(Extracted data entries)
↓↓↓

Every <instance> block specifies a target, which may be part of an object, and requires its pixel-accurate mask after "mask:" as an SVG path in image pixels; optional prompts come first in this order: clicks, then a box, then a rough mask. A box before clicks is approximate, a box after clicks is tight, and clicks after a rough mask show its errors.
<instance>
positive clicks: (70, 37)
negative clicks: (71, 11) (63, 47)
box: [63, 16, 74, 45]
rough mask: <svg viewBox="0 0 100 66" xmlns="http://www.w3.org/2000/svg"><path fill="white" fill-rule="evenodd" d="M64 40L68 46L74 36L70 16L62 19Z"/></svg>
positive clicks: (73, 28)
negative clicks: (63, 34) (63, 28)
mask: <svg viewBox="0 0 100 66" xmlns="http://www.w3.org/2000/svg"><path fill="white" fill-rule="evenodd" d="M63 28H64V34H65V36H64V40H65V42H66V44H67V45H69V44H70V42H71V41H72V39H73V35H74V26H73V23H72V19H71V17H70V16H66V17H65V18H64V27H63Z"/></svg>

↑↑↑

| Exercise description |
Output each record exactly, leaving nothing out.

| Result |
Every <instance> block specifies a target, which may be part of an object, and requires its pixel-accurate mask after "mask:" as an SVG path in image pixels; optional prompts come first in this order: clicks, then a box, then a rough mask. A box before clicks is approximate, a box after clicks is tight, and clicks after a rough mask show its errors.
<instance>
positive clicks: (70, 37)
negative clicks: (71, 11) (63, 47)
box: [63, 16, 74, 45]
rough mask: <svg viewBox="0 0 100 66" xmlns="http://www.w3.org/2000/svg"><path fill="white" fill-rule="evenodd" d="M64 40L68 46L74 36L70 16L62 19Z"/></svg>
positive clicks: (73, 28)
negative clicks: (63, 34) (63, 28)
mask: <svg viewBox="0 0 100 66" xmlns="http://www.w3.org/2000/svg"><path fill="white" fill-rule="evenodd" d="M63 28H64V34H65V36H64V40H65V42H66V44H67V45H69V44H70V42H71V41H72V39H73V35H74V26H73V23H72V19H71V17H70V16H66V17H65V18H64V27H63Z"/></svg>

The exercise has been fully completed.